(Beginning of Records provided)

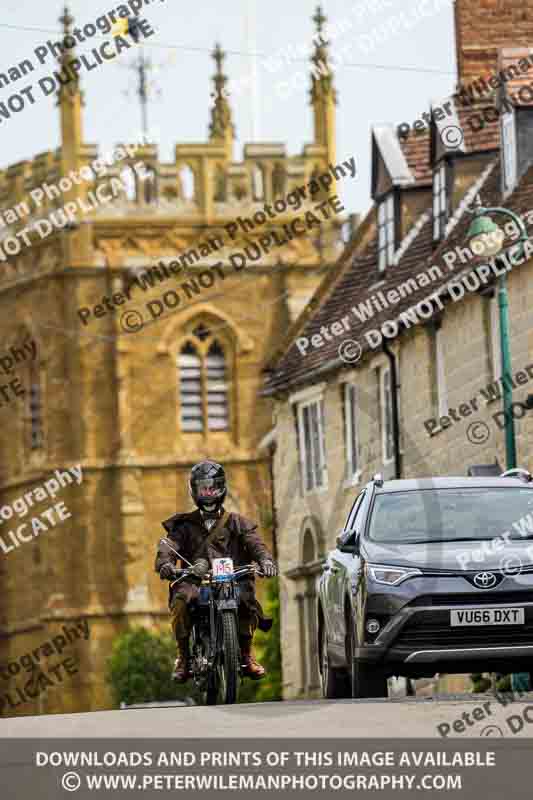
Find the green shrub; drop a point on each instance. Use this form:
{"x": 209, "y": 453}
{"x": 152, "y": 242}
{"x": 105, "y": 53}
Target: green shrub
{"x": 141, "y": 662}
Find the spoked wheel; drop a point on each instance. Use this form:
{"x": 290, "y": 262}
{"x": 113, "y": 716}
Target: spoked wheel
{"x": 223, "y": 681}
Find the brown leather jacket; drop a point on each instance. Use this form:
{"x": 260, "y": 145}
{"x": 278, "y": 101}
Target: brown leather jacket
{"x": 238, "y": 540}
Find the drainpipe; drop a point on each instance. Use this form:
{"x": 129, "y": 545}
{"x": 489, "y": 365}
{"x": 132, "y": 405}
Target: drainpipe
{"x": 395, "y": 413}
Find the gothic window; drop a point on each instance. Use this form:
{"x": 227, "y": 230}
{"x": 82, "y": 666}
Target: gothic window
{"x": 220, "y": 185}
{"x": 258, "y": 183}
{"x": 187, "y": 182}
{"x": 278, "y": 181}
{"x": 203, "y": 383}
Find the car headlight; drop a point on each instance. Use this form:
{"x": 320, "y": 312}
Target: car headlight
{"x": 390, "y": 575}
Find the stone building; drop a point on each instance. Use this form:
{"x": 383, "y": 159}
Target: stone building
{"x": 136, "y": 408}
{"x": 386, "y": 325}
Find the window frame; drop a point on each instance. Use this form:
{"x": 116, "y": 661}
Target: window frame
{"x": 495, "y": 344}
{"x": 386, "y": 229}
{"x": 383, "y": 409}
{"x": 440, "y": 198}
{"x": 202, "y": 350}
{"x": 317, "y": 402}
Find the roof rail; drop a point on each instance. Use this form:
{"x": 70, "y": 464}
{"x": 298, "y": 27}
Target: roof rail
{"x": 518, "y": 472}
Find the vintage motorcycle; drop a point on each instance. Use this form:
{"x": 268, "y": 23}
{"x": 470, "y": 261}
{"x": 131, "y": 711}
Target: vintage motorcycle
{"x": 215, "y": 651}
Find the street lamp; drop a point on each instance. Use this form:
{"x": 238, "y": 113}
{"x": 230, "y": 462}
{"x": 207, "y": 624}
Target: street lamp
{"x": 486, "y": 239}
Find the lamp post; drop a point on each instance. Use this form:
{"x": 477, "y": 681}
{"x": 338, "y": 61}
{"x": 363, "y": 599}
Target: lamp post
{"x": 486, "y": 238}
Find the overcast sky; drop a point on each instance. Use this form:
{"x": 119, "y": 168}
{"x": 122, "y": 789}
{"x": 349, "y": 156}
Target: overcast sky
{"x": 392, "y": 81}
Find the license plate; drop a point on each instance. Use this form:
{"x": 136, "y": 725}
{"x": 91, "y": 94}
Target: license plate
{"x": 487, "y": 616}
{"x": 222, "y": 569}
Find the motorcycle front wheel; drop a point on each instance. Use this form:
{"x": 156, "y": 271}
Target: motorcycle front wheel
{"x": 223, "y": 680}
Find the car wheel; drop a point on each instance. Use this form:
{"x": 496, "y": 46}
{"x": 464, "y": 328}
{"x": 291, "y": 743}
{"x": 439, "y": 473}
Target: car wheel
{"x": 334, "y": 681}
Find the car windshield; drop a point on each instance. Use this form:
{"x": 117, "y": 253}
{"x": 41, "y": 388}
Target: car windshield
{"x": 433, "y": 515}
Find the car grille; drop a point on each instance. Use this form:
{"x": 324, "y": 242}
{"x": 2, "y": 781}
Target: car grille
{"x": 422, "y": 632}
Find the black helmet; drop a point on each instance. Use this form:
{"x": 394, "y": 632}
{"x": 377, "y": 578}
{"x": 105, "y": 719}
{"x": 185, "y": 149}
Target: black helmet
{"x": 207, "y": 484}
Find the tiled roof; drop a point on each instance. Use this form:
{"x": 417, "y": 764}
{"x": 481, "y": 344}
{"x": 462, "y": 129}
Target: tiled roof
{"x": 416, "y": 151}
{"x": 359, "y": 284}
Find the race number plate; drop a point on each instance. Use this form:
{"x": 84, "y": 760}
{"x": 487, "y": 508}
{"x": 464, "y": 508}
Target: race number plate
{"x": 222, "y": 569}
{"x": 487, "y": 616}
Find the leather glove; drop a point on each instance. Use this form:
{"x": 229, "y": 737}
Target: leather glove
{"x": 167, "y": 572}
{"x": 200, "y": 568}
{"x": 268, "y": 568}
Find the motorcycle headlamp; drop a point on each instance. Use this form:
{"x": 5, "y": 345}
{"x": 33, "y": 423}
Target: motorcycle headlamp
{"x": 390, "y": 575}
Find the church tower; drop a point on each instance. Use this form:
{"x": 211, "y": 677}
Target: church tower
{"x": 323, "y": 93}
{"x": 221, "y": 127}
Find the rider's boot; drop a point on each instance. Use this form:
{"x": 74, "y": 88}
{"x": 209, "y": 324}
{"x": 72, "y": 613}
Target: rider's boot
{"x": 182, "y": 666}
{"x": 250, "y": 667}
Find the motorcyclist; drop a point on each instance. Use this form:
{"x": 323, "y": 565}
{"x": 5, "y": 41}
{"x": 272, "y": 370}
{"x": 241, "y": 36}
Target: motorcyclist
{"x": 200, "y": 536}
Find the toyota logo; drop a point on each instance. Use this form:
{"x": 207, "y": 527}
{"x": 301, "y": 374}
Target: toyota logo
{"x": 485, "y": 580}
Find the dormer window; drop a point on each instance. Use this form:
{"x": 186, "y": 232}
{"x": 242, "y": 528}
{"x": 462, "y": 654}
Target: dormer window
{"x": 509, "y": 152}
{"x": 386, "y": 232}
{"x": 440, "y": 201}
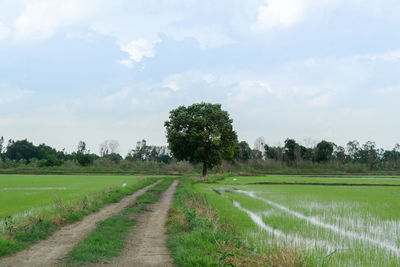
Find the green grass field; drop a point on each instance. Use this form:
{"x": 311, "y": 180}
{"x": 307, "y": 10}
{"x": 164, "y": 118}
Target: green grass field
{"x": 335, "y": 225}
{"x": 395, "y": 180}
{"x": 25, "y": 194}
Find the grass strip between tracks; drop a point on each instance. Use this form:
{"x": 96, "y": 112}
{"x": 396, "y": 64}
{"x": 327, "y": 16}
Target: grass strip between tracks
{"x": 108, "y": 239}
{"x": 199, "y": 236}
{"x": 18, "y": 237}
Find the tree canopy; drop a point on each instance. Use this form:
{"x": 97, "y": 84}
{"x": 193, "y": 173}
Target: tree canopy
{"x": 201, "y": 133}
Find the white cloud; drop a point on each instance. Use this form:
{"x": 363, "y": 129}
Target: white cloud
{"x": 388, "y": 90}
{"x": 286, "y": 13}
{"x": 40, "y": 18}
{"x": 137, "y": 50}
{"x": 321, "y": 101}
{"x": 207, "y": 37}
{"x": 173, "y": 85}
{"x": 4, "y": 31}
{"x": 306, "y": 90}
{"x": 10, "y": 94}
{"x": 246, "y": 91}
{"x": 384, "y": 56}
{"x": 117, "y": 96}
{"x": 126, "y": 62}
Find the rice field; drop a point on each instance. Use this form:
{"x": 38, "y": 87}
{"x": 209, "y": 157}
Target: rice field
{"x": 335, "y": 225}
{"x": 23, "y": 195}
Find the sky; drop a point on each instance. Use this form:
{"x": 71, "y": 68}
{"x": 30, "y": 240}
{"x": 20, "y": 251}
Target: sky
{"x": 96, "y": 70}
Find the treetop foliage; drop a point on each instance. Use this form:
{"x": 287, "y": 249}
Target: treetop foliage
{"x": 201, "y": 133}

(End of Records provided)

* **What to produce**
Return each entry exactly as it stands above, apart from any images.

* **Response box**
Find the green shrub; drop a point on each instance. Use this form:
{"x": 209, "y": 453}
{"x": 152, "y": 242}
{"x": 105, "y": 53}
Target: green shrub
{"x": 141, "y": 662}
Find the spoked wheel; drop a point on each instance. Use this form:
{"x": 290, "y": 262}
{"x": 113, "y": 716}
Target: spoked wheel
{"x": 223, "y": 681}
Find the brown leather jacket; drop a point on each instance. Use this form:
{"x": 260, "y": 145}
{"x": 278, "y": 101}
Target: brown leather jacket
{"x": 238, "y": 540}
Find the drainpipe; drop a point on each instance. Use this form:
{"x": 129, "y": 545}
{"x": 489, "y": 365}
{"x": 132, "y": 405}
Target: drainpipe
{"x": 395, "y": 413}
Find the gothic window; drop a point on each instance. Use this form:
{"x": 227, "y": 230}
{"x": 82, "y": 666}
Target: gothic window
{"x": 220, "y": 185}
{"x": 258, "y": 183}
{"x": 187, "y": 182}
{"x": 278, "y": 181}
{"x": 203, "y": 383}
Find the car headlight; drop a point on each instance. Use this form:
{"x": 320, "y": 312}
Target: car headlight
{"x": 390, "y": 575}
Find the stone building; drop a point on each instance. Use this form:
{"x": 383, "y": 159}
Target: stone building
{"x": 136, "y": 408}
{"x": 386, "y": 325}
Find the window frame; drop a point on each instance. Use this form:
{"x": 116, "y": 661}
Target: window frame
{"x": 495, "y": 344}
{"x": 386, "y": 229}
{"x": 383, "y": 409}
{"x": 440, "y": 198}
{"x": 202, "y": 350}
{"x": 317, "y": 402}
Find the roof rail; drop a point on each instance. Use this form:
{"x": 70, "y": 464}
{"x": 298, "y": 27}
Target: roof rail
{"x": 518, "y": 472}
Find the vintage motorcycle; drop a point on each instance. Use this form:
{"x": 268, "y": 23}
{"x": 470, "y": 261}
{"x": 131, "y": 711}
Target: vintage motorcycle
{"x": 215, "y": 651}
Find the street lamp; drop a point on each instance. Use this form:
{"x": 238, "y": 113}
{"x": 230, "y": 462}
{"x": 207, "y": 624}
Target: street lamp
{"x": 486, "y": 239}
Find the lamp post; drop a point on each instance. Use this form:
{"x": 477, "y": 681}
{"x": 338, "y": 61}
{"x": 363, "y": 599}
Target: lamp post
{"x": 486, "y": 238}
Find the overcast sky; drop a point on each instance. Use this form:
{"x": 119, "y": 168}
{"x": 122, "y": 789}
{"x": 349, "y": 156}
Target: overcast sky
{"x": 392, "y": 81}
Find the license plate; drop a point on each instance. Use this form:
{"x": 136, "y": 725}
{"x": 91, "y": 94}
Target: license plate
{"x": 487, "y": 616}
{"x": 222, "y": 569}
Find the motorcycle front wheel; drop a point on each instance. Use this form:
{"x": 156, "y": 271}
Target: motorcycle front wheel
{"x": 223, "y": 680}
Find the car wheel; drop a point on each instance. Use this form:
{"x": 496, "y": 46}
{"x": 464, "y": 328}
{"x": 291, "y": 743}
{"x": 439, "y": 473}
Target: car wheel
{"x": 334, "y": 681}
Find the car windshield; drop a point on each instance. Use this form:
{"x": 117, "y": 253}
{"x": 41, "y": 388}
Target: car windshield
{"x": 433, "y": 515}
Find the car grille; drop a point on each instance. Use this form:
{"x": 324, "y": 242}
{"x": 2, "y": 781}
Target: car grille
{"x": 422, "y": 632}
Find the black helmet; drop a point on each instance. Use this form:
{"x": 394, "y": 632}
{"x": 377, "y": 578}
{"x": 105, "y": 719}
{"x": 185, "y": 149}
Target: black helmet
{"x": 207, "y": 484}
Find the tiled roof; drop a point on each instance. Use this form:
{"x": 417, "y": 764}
{"x": 481, "y": 344}
{"x": 462, "y": 129}
Target: tiled roof
{"x": 416, "y": 151}
{"x": 359, "y": 284}
Find the race number plate; drop a point on each instance. Use this form:
{"x": 84, "y": 760}
{"x": 487, "y": 508}
{"x": 464, "y": 508}
Target: race number plate
{"x": 222, "y": 569}
{"x": 487, "y": 616}
Find the leather glove; drop a point on each instance. Use this form:
{"x": 229, "y": 737}
Target: leather glove
{"x": 167, "y": 572}
{"x": 200, "y": 568}
{"x": 268, "y": 568}
Find the motorcycle headlamp; drop a point on each instance. Use this form:
{"x": 5, "y": 345}
{"x": 33, "y": 423}
Target: motorcycle headlamp
{"x": 390, "y": 575}
Find the church tower; drop a point on each instance. Use this form:
{"x": 211, "y": 677}
Target: church tower
{"x": 323, "y": 93}
{"x": 221, "y": 127}
Find the rider's boot; drop a point on each instance. Use this form:
{"x": 74, "y": 88}
{"x": 209, "y": 324}
{"x": 72, "y": 613}
Target: rider's boot
{"x": 182, "y": 666}
{"x": 250, "y": 667}
Find the motorcyclist; drop a point on each instance. Use this form:
{"x": 323, "y": 565}
{"x": 5, "y": 41}
{"x": 272, "y": 370}
{"x": 241, "y": 36}
Target: motorcyclist
{"x": 200, "y": 536}
Find the toyota logo; drop a point on each instance. Use this form:
{"x": 207, "y": 527}
{"x": 301, "y": 374}
Target: toyota logo
{"x": 485, "y": 580}
Find the dormer window; drop a point on each instance. Use this form:
{"x": 186, "y": 232}
{"x": 242, "y": 528}
{"x": 462, "y": 654}
Target: dormer window
{"x": 509, "y": 152}
{"x": 386, "y": 232}
{"x": 440, "y": 201}
Find the green grass field; drop a point on each instance. Use this form:
{"x": 311, "y": 180}
{"x": 307, "y": 10}
{"x": 164, "y": 118}
Target: green grass field
{"x": 335, "y": 225}
{"x": 395, "y": 180}
{"x": 25, "y": 194}
Find the grass strip between tracks; drop a point on each instance. Use this form:
{"x": 96, "y": 112}
{"x": 396, "y": 64}
{"x": 327, "y": 16}
Target: grass strip between tracks
{"x": 108, "y": 239}
{"x": 199, "y": 236}
{"x": 18, "y": 237}
Find the tree canopy; drop a point on each instance. Use this form:
{"x": 97, "y": 84}
{"x": 193, "y": 173}
Target: tree canopy
{"x": 201, "y": 133}
Find the white cloud; drop a point on each instance. Use this form:
{"x": 363, "y": 129}
Target: white cloud
{"x": 388, "y": 90}
{"x": 286, "y": 13}
{"x": 40, "y": 18}
{"x": 137, "y": 50}
{"x": 321, "y": 101}
{"x": 207, "y": 37}
{"x": 173, "y": 85}
{"x": 4, "y": 31}
{"x": 306, "y": 90}
{"x": 10, "y": 94}
{"x": 246, "y": 91}
{"x": 384, "y": 56}
{"x": 117, "y": 96}
{"x": 126, "y": 62}
Find the rice field; drop a point on each instance. Use this form:
{"x": 38, "y": 87}
{"x": 209, "y": 157}
Target: rice field
{"x": 335, "y": 225}
{"x": 23, "y": 195}
Find the sky; drop a point on each instance. Use this form:
{"x": 71, "y": 68}
{"x": 30, "y": 240}
{"x": 20, "y": 251}
Target: sky
{"x": 96, "y": 70}
Find the treetop foliage; drop a point on each instance. Use this form:
{"x": 287, "y": 249}
Target: treetop foliage
{"x": 201, "y": 133}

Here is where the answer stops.